• _Records from a point labeling set_
= = = = = = =
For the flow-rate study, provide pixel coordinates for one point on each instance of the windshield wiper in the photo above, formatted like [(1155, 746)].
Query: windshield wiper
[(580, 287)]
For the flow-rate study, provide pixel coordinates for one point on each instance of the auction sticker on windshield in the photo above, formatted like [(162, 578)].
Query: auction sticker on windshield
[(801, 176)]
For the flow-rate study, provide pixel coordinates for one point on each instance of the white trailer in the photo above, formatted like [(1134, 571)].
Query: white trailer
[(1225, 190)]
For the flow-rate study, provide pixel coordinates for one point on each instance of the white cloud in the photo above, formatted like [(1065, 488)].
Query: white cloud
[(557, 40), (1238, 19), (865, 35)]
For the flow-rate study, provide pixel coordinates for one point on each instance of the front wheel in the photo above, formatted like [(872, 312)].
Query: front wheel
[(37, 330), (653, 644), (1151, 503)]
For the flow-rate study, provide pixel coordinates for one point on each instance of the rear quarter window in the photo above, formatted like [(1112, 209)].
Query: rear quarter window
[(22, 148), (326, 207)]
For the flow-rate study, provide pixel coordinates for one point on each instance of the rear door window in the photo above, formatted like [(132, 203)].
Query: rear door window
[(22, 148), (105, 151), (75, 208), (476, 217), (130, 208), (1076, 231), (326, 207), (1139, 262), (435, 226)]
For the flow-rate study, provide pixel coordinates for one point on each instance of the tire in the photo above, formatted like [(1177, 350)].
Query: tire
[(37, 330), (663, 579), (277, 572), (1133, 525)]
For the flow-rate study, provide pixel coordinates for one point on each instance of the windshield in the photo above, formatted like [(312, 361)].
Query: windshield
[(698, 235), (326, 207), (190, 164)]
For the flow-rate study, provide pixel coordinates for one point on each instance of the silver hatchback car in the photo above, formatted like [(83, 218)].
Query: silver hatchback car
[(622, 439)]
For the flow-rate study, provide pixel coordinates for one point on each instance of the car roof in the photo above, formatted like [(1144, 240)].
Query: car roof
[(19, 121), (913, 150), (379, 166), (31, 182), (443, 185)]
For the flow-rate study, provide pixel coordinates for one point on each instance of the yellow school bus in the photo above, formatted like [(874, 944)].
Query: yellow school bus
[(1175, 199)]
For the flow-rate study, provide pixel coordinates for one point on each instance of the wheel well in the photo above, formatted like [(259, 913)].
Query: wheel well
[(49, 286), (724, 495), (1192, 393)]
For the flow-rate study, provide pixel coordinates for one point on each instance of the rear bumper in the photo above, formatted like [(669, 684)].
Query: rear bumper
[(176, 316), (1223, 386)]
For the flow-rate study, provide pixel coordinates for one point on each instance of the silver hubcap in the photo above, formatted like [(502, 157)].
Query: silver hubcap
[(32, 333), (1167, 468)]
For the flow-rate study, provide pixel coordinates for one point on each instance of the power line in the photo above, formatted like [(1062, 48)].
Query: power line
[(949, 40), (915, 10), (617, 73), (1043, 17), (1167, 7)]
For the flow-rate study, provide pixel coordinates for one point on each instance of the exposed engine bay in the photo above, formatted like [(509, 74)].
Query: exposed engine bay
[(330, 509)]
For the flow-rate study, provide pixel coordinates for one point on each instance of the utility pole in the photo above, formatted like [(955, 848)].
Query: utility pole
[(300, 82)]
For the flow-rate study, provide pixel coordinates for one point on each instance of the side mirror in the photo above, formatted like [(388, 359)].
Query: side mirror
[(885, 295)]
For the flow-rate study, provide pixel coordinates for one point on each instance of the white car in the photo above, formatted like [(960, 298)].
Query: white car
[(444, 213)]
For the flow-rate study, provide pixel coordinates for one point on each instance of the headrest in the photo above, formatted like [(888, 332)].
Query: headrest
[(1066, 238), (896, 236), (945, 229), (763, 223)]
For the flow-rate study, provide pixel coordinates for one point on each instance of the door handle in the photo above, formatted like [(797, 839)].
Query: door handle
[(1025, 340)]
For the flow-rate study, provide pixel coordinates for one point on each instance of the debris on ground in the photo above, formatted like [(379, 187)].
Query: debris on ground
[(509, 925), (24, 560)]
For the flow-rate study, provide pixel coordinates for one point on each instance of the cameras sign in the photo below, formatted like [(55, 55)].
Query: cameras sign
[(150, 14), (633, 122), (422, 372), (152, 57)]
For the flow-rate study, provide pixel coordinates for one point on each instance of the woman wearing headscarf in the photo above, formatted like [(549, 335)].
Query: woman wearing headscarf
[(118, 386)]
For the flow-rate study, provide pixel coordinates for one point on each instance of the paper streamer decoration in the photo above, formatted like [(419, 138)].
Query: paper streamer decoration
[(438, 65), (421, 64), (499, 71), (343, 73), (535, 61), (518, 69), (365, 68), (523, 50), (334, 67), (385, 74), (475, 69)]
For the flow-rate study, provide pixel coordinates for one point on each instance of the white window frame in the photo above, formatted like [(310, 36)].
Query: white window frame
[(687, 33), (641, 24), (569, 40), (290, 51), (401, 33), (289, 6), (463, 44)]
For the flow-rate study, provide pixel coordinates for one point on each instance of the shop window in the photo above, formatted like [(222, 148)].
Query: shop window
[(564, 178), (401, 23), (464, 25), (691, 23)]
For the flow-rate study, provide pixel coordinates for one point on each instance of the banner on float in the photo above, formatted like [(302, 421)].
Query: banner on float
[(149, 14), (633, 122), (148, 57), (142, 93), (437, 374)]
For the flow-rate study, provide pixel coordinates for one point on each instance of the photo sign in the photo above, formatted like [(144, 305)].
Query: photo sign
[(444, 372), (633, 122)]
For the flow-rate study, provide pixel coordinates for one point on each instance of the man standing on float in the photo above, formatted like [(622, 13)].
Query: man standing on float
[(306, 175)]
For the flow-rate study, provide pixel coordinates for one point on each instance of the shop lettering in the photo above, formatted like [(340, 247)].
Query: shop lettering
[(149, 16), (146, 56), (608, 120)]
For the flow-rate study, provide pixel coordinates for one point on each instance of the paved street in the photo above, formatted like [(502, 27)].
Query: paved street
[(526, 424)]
= = = = = = =
• _Requirement_
Copy out every one of the records above word for word, with no changes.

• _Result_
For the flow-rate study, provide pixel coordinates for one point on each instance of the windshield wiper in the photo above, formatted like [(1155, 746)].
Query: windshield wiper
[(580, 287)]
For the flow-rate study, provide pixel coordinates for one point on each instance of the auction sticker on windshield in the photo above, formatted like [(162, 578)].
Query: auction sticker on windshield
[(801, 176)]
For the flow-rate study, provide pixel coordinates for one point on each instance of the white trailer in the photo above, formatted like [(1134, 571)].
Query: white trailer
[(1225, 190)]
For the flow-rate study, provide pixel coordinates for one point on each instance of the white cloud in the photo above, formatted like [(1065, 488)].
Query: white cloud
[(557, 40), (1238, 19), (865, 35)]
For the flow-rate study, provide pixel coordinates for one point on each instance of the front wheel in the photo above, formatted like [(872, 312)].
Query: front wheel
[(37, 330), (653, 644), (1151, 503)]
For the flow-rate study, provide pixel coordinates for one point on each instance of the rear quarter window in the photo above, formatted like [(1112, 209)].
Query: rear quarter window
[(22, 148), (326, 207)]
For the flow-rate study, provide pixel coordinates for one point on each instance of the rear door window in the photo above, formatted like [(132, 203)].
Query: rear door window
[(22, 148), (105, 151), (75, 208), (476, 217), (130, 208), (1076, 231), (326, 207), (1139, 262), (435, 226)]
For the flow-rate study, provide pixel coordinates for one point on each instance of the tire in the photo above, formatted like [(1177, 350)].
Query: tire
[(37, 330), (663, 579), (277, 572), (1133, 525)]
For the flow-rate study, provide pixel coordinates for one point on each instance of the windshield in the photo above, formatted like [(312, 361)].
Query: windshield
[(698, 235), (326, 207), (190, 164)]
For the flow-rate study, provide pixel coordinates for one point on each instance of the silver hatchback car in the photo above, formatted like [(83, 218)].
Query: silver hatchback car
[(622, 439)]
For the flow-rate study, provide pixel coordinates for one point on each instance of the car roof in the photo above, formatted like [(1144, 240)].
Query: car roof
[(19, 121), (913, 150), (379, 166), (31, 182), (443, 185)]
For the flow-rate study, provide pixel coordinates for one point on each instance of the yellow school bus in the photo above, formatted like [(874, 944)].
Query: yellow school bus
[(1175, 199)]
For the flow-rate study, provide pixel coordinates for one point on each instance of the wheel well in the photo above, formatted like [(259, 913)].
Query: wheel well
[(49, 286), (724, 495), (1192, 393)]
For the flow-rate study, provide pixel coordinates for one point on each instance of the rear bumper in the photo above, formatted like [(669, 684)].
Query: rear bumper
[(176, 316), (1223, 386)]
For the flow-rate study, provide pixel coordinates for one point on each instance of the silver hubcap in the photo above, formatted like [(502, 157)].
Query: silver hubcap
[(32, 333), (1167, 468)]
For the flow-rate study, provide pixel coordinates for one point on each instance of the power line in the photo above, formatted like [(1062, 48)].
Query: power line
[(949, 40), (915, 10), (617, 73), (1043, 17), (1167, 7)]
For the flow-rate study, provide pixel coordinates for one point on each instance of the exposed engine bay in the photo above, formatted like [(509, 74)].
Query: exposed engine bay
[(330, 509)]
For the flow-rate study, provide pixel coordinates for one point on each instance of the utility pole in the photo above, formatted like [(955, 848)].
Query: utility pole
[(300, 82)]
For the flow-rate study, provide pixel coordinates for one point on each instance of the side mirror in the photo above, formatted like [(388, 359)].
Query: side mirror
[(885, 295)]
For the flow-rate study, provide pixel coordinates for one point on each instance of the white car in the photo above, formatted like [(960, 298)].
Query: white car
[(444, 213)]
For the flow-rate study, provide pixel coordinates for one point on each instance of the headrest in the photo above, formatted like [(888, 332)].
Query: headrest
[(1066, 238), (896, 236), (945, 229), (763, 223)]
For the flow-rate study, provide pixel coordinates for one point on each instance of the door handle in the photo above, formatted like [(797, 839)].
Query: door handle
[(1025, 340)]
For the flow-rate study, provide pixel coordinates for one point on each instance of the debris on ground in the photo above, formatted like [(379, 187)].
Query: debris on ground
[(509, 925), (24, 560)]
For the flow-rate study, provide pixel coordinates for one point on each instance of the cameras sign in the photo below, formatted like [(55, 55)].
Query: cameras sign
[(150, 14), (633, 122), (422, 372), (152, 57)]
For the flow-rate study, provide pixel coordinates for one point on each instance of the woman wearing headscarf in the photo above, formatted like [(549, 335)].
Query: woman wearing headscarf
[(118, 386)]
For the flow-rate study, provide pixel coordinates for one point on each instance of the paper streamer decoration in the photo above, formatted like [(419, 138)].
Query: paper streamer decoration
[(438, 65), (421, 64), (499, 71), (343, 73), (535, 61), (518, 69), (365, 68), (523, 50), (334, 67), (385, 74), (475, 69)]
For the flow-rate study, provide pixel coordinates for one point on each instance of the white window frame in the photo above, formatted like [(310, 36)].
Query: white window frame
[(687, 33), (641, 24), (569, 40), (290, 51), (401, 33), (289, 6), (463, 44)]
For the flow-rate study, provide pixel coordinates for one point on each instance of the shop window in the photo above, formatted like [(222, 148)].
Query: shop window
[(564, 178), (401, 23), (464, 25), (691, 23)]
For the flow-rate study, provide pixel coordinates for one point on each instance of the banner on float in the photo above, formatted like [(302, 421)].
Query: banner on float
[(149, 14), (633, 122), (148, 57), (142, 93), (437, 374)]
For the flow-rate study, provide pixel coordinates for one point on each instance of the photo sign in the photo above, formatted like [(144, 305)].
Query: photo sign
[(444, 372), (633, 122)]
For the flow-rate study, provide pixel coordinates for one point on each instance of the man standing on float in the photo above, formatted like [(622, 13)].
Query: man standing on float
[(306, 175)]
For the flow-rate study, provide pixel coordinates for one point on each instance of the shop lettering in the photo above, formatted like [(340, 247)].
Query: shop lettering
[(149, 16), (146, 56), (608, 120)]
For the flow-rate study, provide pixel coordinates for one point on each instance of the paved street in the photo above, formatted like [(502, 27)].
Query: paved street
[(526, 424)]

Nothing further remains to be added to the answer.